__Records for this exercise__:
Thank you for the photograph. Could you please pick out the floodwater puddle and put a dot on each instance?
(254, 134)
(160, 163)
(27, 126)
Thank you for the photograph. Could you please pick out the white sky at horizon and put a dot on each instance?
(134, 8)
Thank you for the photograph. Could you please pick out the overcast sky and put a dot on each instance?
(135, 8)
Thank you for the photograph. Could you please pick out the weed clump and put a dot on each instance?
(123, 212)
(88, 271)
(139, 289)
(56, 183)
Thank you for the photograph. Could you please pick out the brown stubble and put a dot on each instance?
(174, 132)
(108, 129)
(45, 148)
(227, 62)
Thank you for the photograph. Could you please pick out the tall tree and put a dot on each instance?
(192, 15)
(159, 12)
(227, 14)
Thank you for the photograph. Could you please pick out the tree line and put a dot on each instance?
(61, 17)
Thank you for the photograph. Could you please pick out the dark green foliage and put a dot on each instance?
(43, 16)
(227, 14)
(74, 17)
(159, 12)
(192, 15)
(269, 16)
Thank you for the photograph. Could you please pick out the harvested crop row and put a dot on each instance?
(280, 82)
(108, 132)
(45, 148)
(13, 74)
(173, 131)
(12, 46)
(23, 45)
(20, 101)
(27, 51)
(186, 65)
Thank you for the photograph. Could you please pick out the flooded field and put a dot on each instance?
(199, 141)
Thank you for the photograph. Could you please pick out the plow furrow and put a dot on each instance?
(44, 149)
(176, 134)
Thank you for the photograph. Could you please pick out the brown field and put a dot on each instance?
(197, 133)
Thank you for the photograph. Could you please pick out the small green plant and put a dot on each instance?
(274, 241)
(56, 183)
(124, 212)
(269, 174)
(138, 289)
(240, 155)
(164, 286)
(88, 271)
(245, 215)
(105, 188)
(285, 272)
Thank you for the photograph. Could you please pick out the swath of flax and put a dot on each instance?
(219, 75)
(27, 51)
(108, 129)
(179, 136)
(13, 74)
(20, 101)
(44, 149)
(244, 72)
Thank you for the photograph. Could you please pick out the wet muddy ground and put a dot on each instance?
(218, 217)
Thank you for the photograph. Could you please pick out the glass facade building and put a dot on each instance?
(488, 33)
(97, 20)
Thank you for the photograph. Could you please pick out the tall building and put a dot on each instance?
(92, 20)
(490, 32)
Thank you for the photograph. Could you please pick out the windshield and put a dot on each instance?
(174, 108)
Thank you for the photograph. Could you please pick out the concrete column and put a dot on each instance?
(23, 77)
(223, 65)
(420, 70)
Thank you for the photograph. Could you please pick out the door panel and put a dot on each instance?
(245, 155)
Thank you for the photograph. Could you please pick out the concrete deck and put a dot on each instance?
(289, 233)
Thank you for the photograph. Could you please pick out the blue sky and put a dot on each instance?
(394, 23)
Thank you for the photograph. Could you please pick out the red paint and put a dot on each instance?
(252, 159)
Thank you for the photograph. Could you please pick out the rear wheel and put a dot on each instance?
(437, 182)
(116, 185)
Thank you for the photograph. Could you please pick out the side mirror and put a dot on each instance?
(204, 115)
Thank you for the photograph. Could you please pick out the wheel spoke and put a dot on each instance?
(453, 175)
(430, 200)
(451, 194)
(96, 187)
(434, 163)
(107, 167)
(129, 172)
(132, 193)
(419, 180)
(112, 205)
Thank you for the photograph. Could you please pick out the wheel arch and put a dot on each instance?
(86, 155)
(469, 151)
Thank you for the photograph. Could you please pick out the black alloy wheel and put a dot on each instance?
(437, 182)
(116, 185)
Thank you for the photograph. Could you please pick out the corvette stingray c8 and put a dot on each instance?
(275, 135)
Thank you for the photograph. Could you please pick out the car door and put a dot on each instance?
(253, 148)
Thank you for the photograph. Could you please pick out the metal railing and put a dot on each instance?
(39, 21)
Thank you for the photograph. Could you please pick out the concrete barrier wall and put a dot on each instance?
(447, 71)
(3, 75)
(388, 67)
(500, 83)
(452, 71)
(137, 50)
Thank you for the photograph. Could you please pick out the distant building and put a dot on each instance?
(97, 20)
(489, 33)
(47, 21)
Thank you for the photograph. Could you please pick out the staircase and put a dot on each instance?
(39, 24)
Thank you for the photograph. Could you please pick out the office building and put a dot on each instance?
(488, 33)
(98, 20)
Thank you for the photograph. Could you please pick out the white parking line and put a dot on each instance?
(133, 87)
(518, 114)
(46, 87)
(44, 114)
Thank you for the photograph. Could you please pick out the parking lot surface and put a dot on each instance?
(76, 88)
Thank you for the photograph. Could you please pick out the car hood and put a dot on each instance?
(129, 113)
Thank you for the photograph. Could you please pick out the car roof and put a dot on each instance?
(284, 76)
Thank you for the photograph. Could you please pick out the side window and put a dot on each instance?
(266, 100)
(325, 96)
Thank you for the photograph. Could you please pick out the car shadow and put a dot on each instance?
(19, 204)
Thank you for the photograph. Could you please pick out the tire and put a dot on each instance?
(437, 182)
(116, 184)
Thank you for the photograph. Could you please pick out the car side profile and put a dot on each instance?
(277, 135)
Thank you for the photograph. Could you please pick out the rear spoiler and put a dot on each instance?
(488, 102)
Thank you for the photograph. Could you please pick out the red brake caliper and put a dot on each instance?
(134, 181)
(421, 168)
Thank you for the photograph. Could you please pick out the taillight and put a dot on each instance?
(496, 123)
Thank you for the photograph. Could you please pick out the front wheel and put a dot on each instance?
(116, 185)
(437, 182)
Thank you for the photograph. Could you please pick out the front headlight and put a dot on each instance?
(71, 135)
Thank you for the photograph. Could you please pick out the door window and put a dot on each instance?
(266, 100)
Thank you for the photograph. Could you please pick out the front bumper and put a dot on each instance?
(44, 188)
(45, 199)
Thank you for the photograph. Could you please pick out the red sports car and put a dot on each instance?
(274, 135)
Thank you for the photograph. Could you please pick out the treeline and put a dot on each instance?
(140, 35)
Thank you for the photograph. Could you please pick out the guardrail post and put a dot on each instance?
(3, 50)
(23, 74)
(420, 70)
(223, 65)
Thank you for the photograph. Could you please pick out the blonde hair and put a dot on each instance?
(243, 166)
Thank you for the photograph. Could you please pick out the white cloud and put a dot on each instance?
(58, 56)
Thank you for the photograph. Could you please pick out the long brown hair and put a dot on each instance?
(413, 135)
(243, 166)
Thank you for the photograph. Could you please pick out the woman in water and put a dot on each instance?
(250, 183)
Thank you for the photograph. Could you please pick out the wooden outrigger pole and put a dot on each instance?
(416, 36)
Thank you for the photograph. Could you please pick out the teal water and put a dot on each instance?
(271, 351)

__What you should do__:
An exact copy of the lines from the one containing "cloud and put a dot on each instance?" through the last line of the material, both included, is to be printed, and nothing else.

__Answer space__:
Thank you for the photograph. Could you please pick out the white cloud and put a dot on each instance?
(58, 56)
Thank you for the photograph. Could you please pick out the long brown hair and put a dot on each instance?
(413, 135)
(243, 166)
Thank you for the photograph. Could you please pick out the woman in water and put a dot on each instance?
(250, 183)
Thank you for the photograph. Could you please pick out the wooden outrigger pole and put a dot on each instance?
(416, 36)
Thank you for the photograph. Could you please pick out the teal water and put a dot on each instance?
(271, 351)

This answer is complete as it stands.